→ Data items:

=====

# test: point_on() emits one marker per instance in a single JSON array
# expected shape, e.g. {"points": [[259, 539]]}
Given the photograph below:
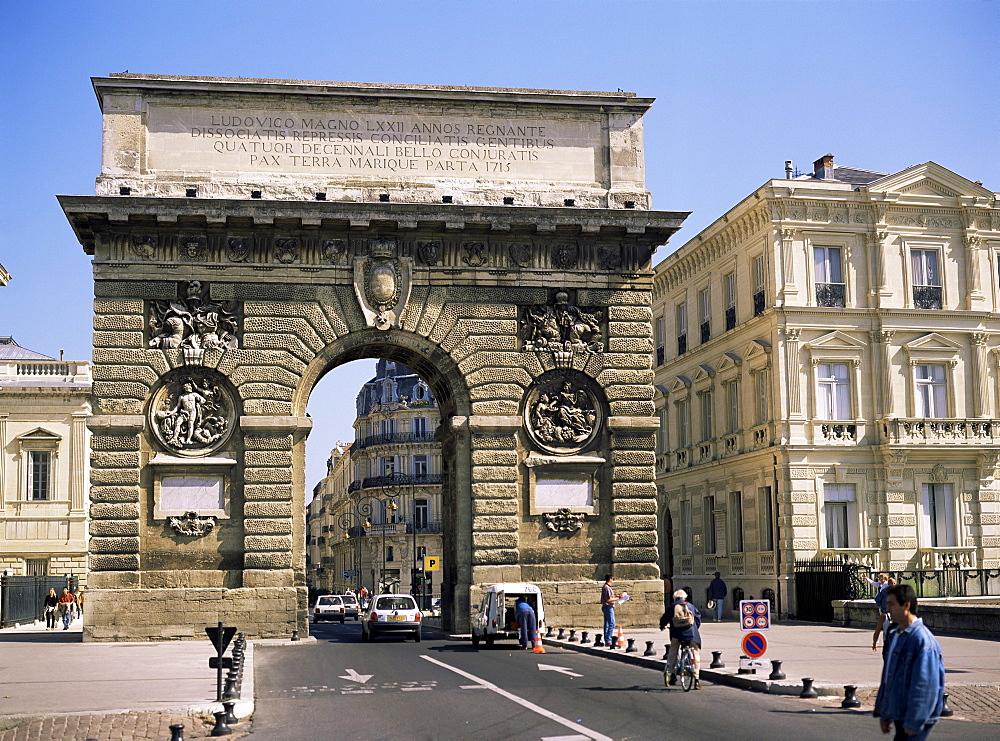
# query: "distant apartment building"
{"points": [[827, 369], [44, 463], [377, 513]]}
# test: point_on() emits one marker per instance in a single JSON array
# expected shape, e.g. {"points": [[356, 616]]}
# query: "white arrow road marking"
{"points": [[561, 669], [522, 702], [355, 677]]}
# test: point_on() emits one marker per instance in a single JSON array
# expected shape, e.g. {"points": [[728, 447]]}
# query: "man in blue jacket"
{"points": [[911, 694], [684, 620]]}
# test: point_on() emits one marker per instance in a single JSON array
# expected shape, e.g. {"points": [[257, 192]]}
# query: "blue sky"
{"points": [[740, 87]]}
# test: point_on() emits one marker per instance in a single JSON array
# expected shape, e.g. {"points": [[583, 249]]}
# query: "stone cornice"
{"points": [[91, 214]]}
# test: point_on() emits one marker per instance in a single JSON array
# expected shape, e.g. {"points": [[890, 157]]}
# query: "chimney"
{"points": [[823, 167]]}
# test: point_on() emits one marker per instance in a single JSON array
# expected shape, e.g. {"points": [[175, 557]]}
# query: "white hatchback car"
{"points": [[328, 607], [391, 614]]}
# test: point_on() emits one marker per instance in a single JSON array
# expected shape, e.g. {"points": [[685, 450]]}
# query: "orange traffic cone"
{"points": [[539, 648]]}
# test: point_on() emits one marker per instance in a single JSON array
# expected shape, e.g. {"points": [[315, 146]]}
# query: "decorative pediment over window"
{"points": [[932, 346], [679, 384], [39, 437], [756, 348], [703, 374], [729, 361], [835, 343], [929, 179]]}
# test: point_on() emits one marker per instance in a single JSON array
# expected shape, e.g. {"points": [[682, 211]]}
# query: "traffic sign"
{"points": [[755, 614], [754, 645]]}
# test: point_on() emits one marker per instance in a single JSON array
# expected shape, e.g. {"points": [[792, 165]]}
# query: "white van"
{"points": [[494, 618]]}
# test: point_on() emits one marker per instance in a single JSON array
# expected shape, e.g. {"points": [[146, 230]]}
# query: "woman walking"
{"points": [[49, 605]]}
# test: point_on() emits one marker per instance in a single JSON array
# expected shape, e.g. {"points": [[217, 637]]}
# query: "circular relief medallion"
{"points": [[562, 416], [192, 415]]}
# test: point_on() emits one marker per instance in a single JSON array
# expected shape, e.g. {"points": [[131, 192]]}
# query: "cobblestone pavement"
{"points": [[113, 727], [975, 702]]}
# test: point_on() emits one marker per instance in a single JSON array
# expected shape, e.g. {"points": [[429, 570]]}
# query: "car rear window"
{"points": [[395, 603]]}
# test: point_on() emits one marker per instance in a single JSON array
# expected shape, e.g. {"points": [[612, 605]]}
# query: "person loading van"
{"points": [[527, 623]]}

=====

Repeat verbatim all the material, but not the pictures.

→ EXPECTED ANSWER:
# test: point_on() emits one marker per instance in a single JSON array
# expected shape, e.g. {"points": [[259, 539]]}
Given the photograph below:
# query: "distant apartment building"
{"points": [[827, 369], [44, 463], [377, 513]]}
# test: point_on() emits one marker per instance in a single JSON array
# expected shape, e.g. {"points": [[356, 616]]}
# query: "white arrow road marking"
{"points": [[561, 669], [522, 702], [355, 677]]}
# test: point_on() emits one marker per instance in a single JSON array
# expected shape, e.g. {"points": [[728, 447]]}
# query: "man in blue jacket"
{"points": [[911, 694], [684, 620]]}
# test: point_on() emits one marker per instance in a single JSON array
# expected shape, e.g. {"points": [[257, 192]]}
# query: "blue sky"
{"points": [[740, 87]]}
# test: point_on() emits one marker per instance in a single JSON array
# expected shape, e.g. {"points": [[583, 249]]}
# query: "stone cornice"
{"points": [[91, 214]]}
# test: point_on() emits one marker per instance in a single JSON array
# expected shape, e.g. {"points": [[890, 157]]}
# query: "chimney"
{"points": [[823, 167]]}
# test: point_on() emits one marker per instance in a single JSON array
# expected shape, e.g. {"points": [[175, 557]]}
# query: "white hatchback car"
{"points": [[328, 607], [391, 614]]}
# test: point_on() emits one marker per instance in a single JSON array
# expected shape, e.g. {"points": [[685, 450]]}
# query: "orange traffic cone"
{"points": [[539, 648]]}
# test: point_on() emits one marker per instance in a single JSON array
# expected shape, e.g. {"points": [[315, 146]]}
# query: "decorative pediment over window"
{"points": [[932, 346], [679, 384], [39, 437], [756, 348], [703, 374], [729, 361], [835, 343], [929, 179]]}
# test: point_on() emits one marker per instance in a single JSON array
# expected shape, e.g. {"points": [[682, 211]]}
# query: "traffic sign"
{"points": [[755, 614], [754, 645]]}
# test: point_on() emits one marker per instance in a single JSON array
# expected shape, e.g. {"points": [[792, 165]]}
# query: "white van"
{"points": [[494, 618]]}
# test: point_on() emits one marker per instance in a single JSON array
# expected shape, e.g. {"points": [[146, 230]]}
# query: "woman walking"
{"points": [[49, 605]]}
# test: point_on() emits one marker per instance in a single JSON array
# expected shape, e.g. {"points": [[217, 637]]}
# query: "circular relief medallion"
{"points": [[562, 416], [192, 415]]}
# test: point_on() emits one marker per instance in a single JSON array
# expected shape, e.g. {"points": [[131, 192]]}
# query: "cobblestone pavement"
{"points": [[113, 727], [975, 702]]}
# test: point_on() emits one marker per instance in a single JSON array
# expected shape, e.g. {"points": [[429, 570]]}
# query: "car rear window"
{"points": [[395, 603]]}
# test: point_on() emits one marker per instance in a single JSON array
# expected shape, e.g. {"points": [[612, 605]]}
# query: "person loading van"
{"points": [[527, 623]]}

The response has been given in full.